#### EXERCISE
Whenever a line in the entries below contains the string "dress", copy that line.

————

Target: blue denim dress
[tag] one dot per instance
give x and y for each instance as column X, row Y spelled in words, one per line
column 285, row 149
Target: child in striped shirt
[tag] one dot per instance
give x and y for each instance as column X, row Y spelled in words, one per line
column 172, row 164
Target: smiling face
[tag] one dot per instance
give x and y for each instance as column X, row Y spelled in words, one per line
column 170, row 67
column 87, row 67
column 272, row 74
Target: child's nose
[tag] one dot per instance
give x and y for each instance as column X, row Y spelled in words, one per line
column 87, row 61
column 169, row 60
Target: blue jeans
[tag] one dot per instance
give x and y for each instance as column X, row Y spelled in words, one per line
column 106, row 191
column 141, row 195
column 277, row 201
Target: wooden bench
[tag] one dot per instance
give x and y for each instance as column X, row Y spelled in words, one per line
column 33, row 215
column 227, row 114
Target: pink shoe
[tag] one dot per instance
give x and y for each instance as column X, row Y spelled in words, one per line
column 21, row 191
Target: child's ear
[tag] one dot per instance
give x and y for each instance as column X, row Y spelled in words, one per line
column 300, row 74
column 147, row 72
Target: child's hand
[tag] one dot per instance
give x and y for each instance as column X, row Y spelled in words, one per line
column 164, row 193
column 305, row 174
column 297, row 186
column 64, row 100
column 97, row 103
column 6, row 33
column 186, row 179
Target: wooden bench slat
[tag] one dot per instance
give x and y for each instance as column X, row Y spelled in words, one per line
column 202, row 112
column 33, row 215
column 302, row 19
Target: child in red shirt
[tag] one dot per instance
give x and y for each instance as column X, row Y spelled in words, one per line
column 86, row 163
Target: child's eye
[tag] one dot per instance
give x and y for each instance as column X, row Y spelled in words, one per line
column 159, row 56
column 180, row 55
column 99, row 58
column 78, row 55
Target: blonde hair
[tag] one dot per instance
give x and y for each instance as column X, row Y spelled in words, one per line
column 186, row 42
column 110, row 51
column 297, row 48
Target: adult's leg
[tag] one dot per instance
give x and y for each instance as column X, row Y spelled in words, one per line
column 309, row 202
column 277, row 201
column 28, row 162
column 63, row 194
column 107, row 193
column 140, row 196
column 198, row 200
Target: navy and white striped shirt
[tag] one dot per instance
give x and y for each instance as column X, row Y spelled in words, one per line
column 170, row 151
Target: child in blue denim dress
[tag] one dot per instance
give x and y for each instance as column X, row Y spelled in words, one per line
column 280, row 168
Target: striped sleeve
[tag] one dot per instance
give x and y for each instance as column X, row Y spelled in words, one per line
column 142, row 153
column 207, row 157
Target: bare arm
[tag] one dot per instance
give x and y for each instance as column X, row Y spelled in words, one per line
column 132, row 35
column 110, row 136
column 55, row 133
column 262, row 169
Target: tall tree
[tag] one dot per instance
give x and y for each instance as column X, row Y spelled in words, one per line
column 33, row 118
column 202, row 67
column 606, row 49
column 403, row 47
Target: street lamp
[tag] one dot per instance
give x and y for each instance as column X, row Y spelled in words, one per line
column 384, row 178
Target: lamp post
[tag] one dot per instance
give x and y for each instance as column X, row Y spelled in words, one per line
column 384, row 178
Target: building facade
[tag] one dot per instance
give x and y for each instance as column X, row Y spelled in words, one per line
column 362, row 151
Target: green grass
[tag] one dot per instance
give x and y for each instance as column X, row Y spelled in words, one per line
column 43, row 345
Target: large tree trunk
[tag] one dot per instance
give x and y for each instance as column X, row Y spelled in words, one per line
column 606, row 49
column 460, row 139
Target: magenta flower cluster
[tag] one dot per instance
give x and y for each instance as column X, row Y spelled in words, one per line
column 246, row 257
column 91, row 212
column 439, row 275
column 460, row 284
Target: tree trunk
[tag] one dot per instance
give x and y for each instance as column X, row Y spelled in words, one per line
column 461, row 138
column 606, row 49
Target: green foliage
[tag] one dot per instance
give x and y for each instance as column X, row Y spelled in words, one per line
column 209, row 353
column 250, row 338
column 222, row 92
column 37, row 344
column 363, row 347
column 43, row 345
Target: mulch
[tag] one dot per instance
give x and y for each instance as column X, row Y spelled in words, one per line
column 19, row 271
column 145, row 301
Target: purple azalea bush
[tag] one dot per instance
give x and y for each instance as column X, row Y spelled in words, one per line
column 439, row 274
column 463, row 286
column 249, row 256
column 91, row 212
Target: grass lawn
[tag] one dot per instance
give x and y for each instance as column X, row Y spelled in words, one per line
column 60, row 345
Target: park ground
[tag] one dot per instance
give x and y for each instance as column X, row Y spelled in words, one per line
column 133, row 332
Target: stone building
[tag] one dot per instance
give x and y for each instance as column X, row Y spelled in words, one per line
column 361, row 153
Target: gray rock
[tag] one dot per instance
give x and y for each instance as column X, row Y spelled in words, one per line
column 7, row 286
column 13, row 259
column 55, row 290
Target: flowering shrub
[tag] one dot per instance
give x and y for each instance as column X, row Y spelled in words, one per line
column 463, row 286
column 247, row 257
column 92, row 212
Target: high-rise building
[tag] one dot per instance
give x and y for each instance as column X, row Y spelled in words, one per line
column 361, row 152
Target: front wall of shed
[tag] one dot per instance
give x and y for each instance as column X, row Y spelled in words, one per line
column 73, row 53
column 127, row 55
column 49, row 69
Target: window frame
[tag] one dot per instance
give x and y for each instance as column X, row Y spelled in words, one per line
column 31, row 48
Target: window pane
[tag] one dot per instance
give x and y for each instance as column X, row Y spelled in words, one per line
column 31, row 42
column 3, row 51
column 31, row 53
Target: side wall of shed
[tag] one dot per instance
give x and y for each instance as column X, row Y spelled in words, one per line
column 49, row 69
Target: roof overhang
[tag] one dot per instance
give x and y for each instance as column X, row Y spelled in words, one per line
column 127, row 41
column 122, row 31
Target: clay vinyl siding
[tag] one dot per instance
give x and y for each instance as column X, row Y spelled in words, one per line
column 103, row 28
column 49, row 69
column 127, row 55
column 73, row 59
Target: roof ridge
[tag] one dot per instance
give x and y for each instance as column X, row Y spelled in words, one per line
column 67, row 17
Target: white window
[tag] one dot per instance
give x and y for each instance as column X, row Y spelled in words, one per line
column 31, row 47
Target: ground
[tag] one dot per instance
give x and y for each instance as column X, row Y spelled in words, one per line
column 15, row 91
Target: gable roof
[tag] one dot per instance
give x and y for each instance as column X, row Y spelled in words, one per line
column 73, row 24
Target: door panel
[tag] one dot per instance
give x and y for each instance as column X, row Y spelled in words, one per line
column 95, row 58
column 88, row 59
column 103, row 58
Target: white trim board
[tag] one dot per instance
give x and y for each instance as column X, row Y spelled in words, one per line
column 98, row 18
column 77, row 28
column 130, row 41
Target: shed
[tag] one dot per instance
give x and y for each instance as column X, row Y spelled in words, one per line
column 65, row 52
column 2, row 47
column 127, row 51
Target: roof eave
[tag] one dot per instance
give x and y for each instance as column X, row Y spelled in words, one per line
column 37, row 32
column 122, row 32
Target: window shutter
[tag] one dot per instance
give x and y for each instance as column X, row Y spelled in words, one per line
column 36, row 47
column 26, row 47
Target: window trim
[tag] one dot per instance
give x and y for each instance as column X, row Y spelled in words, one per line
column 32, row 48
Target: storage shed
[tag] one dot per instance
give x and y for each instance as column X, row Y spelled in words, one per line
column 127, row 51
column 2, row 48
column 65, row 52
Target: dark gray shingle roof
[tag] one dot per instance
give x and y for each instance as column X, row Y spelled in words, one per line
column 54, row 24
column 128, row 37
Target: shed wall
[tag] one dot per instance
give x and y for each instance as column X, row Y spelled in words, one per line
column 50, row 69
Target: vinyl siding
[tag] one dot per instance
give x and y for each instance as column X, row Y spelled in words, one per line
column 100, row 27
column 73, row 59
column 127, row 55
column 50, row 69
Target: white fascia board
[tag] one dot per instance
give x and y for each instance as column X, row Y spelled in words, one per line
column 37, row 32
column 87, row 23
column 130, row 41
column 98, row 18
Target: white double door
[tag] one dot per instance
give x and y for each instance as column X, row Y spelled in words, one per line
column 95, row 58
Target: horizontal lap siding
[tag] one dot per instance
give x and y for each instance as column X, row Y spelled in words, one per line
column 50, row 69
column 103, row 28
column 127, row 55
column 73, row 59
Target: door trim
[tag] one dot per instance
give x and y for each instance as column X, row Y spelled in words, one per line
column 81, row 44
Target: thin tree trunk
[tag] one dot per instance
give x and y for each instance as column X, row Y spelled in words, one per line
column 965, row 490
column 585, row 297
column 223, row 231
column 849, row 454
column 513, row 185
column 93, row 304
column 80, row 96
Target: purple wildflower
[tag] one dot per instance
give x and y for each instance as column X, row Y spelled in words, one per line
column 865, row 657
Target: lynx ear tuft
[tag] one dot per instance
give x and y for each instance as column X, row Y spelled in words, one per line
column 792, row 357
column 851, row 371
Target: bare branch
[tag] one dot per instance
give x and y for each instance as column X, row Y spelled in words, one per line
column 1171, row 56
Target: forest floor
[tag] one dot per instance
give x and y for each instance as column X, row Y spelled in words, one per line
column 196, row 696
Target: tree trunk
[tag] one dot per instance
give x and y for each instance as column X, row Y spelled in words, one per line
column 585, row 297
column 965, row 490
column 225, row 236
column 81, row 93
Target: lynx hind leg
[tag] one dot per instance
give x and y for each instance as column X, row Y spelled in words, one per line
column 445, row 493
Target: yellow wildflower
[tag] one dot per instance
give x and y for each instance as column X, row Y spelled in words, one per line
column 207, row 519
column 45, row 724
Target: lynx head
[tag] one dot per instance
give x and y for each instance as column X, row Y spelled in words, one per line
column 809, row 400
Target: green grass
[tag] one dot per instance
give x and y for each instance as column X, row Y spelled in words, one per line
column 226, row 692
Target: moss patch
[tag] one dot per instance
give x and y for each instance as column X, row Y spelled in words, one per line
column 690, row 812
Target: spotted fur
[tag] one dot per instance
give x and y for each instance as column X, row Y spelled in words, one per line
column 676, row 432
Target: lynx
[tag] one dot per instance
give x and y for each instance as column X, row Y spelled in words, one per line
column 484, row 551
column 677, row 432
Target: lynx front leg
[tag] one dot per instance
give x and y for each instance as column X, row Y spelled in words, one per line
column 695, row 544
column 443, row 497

————

#### EXERCISE ANSWER
Target: blue denim dress
Target: child in blue denim dress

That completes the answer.